Fact 1: Let $h_n$ be a sequence in $\mathbb{R}^K$ such that $\lim_{n\rightarrow \infty} h_n =h\in \mathbb{R}^K$. Then, for each $i\in \{1,2,\ldots,K\}$, we have $h^i_n\rightarrow h^i$.

Fact 2: Let $z_n$ and $q_n$ be sequence in $\mathbb{R}$ such that $\lim_{n\rightarrow \infty} z_n =z\in \mathbb{R}$ and $\lim_{n\rightarrow \infty} q_n =q\in \mathbb{R}$. Then,

i) $\lim_{n\rightarrow \infty}(z_n\pm q_n)=z\pm q$

ii) $\lim_{n\rightarrow \infty}(z_n \times q_n)=z\times q$

Fact 3: Let $z_n$ in $\mathbb{R}$ such that for each $n$, $z_n\leq a\in \mathbb{R}$ and $\lim_{n\rightarrow \infty} z_n =z$. Then, $z\leq a$.

Definition: A correspondence $G:X\rightrightarrows Y $ is upper hemicontinuous at $x\in X$ if for any open neighborhood of $V$ of $G(x)$. There exists a neighborhood $U$ of $x$ such that for all $x'$ in $U$, $G(x')\subseteq V$.

Unlike the previous remarks, the following fact requires proof.

Fact 4: Let $G:X\rightrightarrows Y $ be a correspondence. If for every $x_n\rightarrow x\in X$ and $y_n\in G(x_n)$ there exists a subsequence $y_{n_k}$ of $y_n$ with $y_{n_k}\rightarrow y$ and $y\in G(x)$, then $G$ is upper hemicontinuous. Moreover, if $G$ is compact valued, then the converse is also true.

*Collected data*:
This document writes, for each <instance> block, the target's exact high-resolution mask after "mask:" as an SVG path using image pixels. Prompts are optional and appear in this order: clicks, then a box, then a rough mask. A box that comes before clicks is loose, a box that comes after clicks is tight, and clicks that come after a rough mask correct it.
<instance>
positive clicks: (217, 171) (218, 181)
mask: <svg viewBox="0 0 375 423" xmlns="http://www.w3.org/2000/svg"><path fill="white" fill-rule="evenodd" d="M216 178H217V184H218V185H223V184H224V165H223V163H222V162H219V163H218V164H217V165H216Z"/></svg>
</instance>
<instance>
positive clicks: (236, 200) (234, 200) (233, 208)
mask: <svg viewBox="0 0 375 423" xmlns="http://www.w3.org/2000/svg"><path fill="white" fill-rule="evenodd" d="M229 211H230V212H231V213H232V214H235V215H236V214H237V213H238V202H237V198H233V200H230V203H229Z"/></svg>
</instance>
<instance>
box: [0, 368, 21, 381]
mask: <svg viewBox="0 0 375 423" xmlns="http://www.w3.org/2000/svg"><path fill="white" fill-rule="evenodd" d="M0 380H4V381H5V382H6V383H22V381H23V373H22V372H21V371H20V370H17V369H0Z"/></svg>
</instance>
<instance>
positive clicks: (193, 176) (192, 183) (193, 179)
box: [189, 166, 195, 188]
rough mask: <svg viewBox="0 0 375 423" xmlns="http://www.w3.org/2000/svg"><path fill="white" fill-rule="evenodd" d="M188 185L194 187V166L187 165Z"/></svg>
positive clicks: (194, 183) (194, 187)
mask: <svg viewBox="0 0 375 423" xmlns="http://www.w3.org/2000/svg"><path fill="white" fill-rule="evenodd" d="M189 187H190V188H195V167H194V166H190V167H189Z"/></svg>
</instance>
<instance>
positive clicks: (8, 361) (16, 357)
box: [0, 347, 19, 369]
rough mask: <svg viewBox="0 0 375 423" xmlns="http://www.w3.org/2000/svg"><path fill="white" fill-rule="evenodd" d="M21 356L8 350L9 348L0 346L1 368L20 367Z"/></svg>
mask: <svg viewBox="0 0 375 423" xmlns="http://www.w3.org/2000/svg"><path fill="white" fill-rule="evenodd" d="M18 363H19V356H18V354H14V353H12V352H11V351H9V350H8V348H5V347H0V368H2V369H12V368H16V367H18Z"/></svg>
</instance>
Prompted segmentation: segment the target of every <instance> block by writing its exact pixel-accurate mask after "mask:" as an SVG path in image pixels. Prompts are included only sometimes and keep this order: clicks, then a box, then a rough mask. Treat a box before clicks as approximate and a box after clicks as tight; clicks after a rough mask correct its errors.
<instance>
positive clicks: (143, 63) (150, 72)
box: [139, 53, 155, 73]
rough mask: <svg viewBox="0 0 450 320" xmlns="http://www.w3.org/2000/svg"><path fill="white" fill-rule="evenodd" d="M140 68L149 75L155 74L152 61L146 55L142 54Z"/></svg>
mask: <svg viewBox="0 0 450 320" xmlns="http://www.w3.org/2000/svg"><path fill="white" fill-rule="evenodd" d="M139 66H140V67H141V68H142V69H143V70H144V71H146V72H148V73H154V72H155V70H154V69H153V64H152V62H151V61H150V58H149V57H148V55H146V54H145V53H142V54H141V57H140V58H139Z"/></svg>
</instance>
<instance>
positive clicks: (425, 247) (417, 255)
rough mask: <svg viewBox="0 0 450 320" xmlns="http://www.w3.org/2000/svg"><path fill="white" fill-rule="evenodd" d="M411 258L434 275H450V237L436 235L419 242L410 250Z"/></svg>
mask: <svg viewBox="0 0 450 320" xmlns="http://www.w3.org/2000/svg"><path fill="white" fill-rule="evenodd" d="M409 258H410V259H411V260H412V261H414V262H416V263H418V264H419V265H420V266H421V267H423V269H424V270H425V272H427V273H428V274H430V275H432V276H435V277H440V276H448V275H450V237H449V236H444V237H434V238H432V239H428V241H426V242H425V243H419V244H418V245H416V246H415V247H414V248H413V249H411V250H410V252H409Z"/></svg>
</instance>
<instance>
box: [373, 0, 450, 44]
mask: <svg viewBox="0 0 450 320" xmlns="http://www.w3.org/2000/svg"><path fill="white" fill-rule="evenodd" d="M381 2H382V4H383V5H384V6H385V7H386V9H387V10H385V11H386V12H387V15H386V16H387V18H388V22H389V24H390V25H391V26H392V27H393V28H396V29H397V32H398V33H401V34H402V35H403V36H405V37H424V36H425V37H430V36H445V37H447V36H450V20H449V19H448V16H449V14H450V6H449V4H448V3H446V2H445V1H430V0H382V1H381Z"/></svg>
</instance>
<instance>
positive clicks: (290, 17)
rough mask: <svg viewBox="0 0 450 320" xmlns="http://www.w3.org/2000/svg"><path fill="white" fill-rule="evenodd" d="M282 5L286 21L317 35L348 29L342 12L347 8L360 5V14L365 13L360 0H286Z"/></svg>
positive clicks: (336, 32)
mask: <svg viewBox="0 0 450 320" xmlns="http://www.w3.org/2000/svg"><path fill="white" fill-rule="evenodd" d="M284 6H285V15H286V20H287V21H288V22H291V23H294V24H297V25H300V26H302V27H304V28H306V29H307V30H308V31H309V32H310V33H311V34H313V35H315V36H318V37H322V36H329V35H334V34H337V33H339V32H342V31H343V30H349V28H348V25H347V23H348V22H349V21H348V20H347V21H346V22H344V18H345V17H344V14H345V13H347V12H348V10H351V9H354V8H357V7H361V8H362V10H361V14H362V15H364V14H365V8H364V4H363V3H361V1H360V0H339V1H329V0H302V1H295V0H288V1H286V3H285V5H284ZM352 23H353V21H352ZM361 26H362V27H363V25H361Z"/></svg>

*Prompt*:
Answer these questions about the text on limits and upper hemicontinuity.
(a) According to Fact 3, if each z_n is at most a and z_n converges to z, what can be concluded about z?
(b) Which of the facts does the text say requires proof?
(c) In Fact 4, under what condition on G does the converse also hold?

*Response to this task*:
(a) z ≤ a.
(b) Fact 4.
(c) G must be compact valued.